EXERCISE BRIEF - Count the lines of the listing below that contain the word "with". Give only that number.

TASK DATA -
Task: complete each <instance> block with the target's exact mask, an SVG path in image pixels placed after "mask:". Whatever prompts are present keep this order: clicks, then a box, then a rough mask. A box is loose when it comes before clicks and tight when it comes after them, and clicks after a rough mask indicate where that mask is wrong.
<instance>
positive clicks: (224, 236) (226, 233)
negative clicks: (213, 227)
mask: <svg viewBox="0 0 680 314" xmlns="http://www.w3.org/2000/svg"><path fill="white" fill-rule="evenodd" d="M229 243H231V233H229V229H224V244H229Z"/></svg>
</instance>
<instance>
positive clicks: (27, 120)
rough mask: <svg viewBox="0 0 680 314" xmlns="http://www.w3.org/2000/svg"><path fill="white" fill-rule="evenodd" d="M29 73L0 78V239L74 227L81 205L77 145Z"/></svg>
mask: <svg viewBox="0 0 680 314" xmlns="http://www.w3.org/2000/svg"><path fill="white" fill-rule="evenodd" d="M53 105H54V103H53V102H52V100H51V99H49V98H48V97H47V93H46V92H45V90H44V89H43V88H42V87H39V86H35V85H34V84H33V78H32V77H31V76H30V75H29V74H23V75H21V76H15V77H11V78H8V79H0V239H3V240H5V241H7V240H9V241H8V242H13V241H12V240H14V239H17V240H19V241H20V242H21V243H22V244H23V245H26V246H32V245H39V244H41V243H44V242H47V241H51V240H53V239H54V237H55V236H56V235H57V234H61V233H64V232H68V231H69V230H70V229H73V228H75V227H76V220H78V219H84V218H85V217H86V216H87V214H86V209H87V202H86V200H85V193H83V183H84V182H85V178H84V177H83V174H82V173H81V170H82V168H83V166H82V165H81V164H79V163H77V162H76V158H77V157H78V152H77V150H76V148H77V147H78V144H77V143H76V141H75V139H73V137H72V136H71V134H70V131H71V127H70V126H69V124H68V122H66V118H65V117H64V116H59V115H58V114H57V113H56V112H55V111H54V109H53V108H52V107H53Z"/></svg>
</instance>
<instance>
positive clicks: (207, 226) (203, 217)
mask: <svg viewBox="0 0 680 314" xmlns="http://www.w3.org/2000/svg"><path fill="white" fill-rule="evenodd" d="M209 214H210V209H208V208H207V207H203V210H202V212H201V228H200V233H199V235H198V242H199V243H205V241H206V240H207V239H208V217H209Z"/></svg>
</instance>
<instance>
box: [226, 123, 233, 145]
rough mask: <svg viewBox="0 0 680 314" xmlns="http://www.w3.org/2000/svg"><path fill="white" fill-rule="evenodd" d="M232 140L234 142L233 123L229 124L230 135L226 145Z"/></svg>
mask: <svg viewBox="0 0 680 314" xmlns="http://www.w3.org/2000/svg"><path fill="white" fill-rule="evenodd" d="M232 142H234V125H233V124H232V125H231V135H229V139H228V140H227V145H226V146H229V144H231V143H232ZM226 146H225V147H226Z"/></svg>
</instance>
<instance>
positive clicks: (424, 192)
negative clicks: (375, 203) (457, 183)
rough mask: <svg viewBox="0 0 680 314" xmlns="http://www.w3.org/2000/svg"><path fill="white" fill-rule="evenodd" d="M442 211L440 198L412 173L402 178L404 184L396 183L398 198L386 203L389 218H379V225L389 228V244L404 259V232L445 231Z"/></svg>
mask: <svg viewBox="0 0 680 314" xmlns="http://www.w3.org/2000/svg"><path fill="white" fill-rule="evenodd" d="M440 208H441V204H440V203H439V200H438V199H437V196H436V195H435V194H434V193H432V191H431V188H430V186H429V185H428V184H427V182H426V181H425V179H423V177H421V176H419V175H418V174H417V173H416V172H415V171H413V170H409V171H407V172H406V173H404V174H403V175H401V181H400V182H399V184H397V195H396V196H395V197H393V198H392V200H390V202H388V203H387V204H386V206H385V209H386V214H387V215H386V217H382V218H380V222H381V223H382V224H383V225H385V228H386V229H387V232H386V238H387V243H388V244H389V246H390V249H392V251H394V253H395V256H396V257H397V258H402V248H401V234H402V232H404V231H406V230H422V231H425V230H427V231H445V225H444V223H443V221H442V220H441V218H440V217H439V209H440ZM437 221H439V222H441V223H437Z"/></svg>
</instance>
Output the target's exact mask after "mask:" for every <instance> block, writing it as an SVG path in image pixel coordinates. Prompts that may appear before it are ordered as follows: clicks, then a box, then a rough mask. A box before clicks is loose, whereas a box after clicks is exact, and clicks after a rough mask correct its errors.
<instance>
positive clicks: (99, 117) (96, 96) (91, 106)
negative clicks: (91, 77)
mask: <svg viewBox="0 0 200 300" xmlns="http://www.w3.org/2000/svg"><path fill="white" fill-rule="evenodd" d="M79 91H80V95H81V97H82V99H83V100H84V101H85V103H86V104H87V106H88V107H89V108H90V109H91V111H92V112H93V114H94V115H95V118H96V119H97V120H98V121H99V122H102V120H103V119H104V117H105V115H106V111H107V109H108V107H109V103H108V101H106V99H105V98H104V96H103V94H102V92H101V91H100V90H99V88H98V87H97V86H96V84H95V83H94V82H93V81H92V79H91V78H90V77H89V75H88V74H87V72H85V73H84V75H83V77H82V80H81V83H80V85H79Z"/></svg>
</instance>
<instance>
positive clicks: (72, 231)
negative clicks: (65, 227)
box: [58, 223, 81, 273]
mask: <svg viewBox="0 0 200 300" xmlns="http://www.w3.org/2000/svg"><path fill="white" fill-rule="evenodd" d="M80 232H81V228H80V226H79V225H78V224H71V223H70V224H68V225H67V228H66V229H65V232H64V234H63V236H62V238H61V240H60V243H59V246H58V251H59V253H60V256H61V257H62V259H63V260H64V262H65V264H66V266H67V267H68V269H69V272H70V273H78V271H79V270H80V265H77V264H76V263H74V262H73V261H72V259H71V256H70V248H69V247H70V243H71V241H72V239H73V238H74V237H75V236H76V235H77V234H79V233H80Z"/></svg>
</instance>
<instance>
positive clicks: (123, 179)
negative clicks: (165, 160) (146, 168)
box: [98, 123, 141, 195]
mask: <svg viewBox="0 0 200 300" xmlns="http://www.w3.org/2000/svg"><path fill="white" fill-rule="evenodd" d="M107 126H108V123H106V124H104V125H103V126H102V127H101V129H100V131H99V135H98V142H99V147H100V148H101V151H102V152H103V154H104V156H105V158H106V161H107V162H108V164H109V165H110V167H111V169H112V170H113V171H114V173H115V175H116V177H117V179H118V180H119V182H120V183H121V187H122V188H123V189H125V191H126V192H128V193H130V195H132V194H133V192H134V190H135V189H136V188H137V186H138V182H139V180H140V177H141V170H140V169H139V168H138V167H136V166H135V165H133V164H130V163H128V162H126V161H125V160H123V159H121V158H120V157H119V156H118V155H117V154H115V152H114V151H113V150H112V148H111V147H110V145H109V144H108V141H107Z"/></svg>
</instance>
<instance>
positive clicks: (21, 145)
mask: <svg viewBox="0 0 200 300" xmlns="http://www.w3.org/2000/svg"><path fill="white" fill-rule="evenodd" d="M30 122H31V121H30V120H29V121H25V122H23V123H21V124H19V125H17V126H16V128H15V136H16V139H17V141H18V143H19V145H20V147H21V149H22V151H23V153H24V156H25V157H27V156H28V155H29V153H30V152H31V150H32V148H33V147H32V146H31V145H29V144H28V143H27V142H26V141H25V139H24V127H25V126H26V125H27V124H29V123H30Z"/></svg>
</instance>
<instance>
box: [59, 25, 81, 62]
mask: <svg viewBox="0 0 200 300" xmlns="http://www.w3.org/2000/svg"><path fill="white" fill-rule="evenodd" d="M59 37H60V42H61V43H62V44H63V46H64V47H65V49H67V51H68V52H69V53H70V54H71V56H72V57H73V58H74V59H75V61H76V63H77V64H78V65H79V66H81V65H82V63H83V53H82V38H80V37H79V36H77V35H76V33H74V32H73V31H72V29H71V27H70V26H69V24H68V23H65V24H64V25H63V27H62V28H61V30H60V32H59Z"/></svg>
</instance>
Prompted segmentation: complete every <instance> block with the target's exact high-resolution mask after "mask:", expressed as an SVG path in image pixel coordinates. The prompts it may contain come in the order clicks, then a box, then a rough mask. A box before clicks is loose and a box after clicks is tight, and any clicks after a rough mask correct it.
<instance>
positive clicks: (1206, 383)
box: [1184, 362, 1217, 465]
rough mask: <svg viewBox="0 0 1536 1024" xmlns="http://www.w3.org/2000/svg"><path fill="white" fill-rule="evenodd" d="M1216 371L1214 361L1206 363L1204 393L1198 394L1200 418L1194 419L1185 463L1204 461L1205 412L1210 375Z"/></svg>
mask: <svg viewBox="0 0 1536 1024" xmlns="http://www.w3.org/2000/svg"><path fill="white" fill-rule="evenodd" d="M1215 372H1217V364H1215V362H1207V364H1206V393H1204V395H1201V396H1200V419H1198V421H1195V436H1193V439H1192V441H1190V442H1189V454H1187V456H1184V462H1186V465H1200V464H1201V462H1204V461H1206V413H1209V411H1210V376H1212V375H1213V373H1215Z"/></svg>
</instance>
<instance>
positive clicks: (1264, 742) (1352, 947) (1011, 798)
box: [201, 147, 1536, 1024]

EXPECTED ANSWER - 2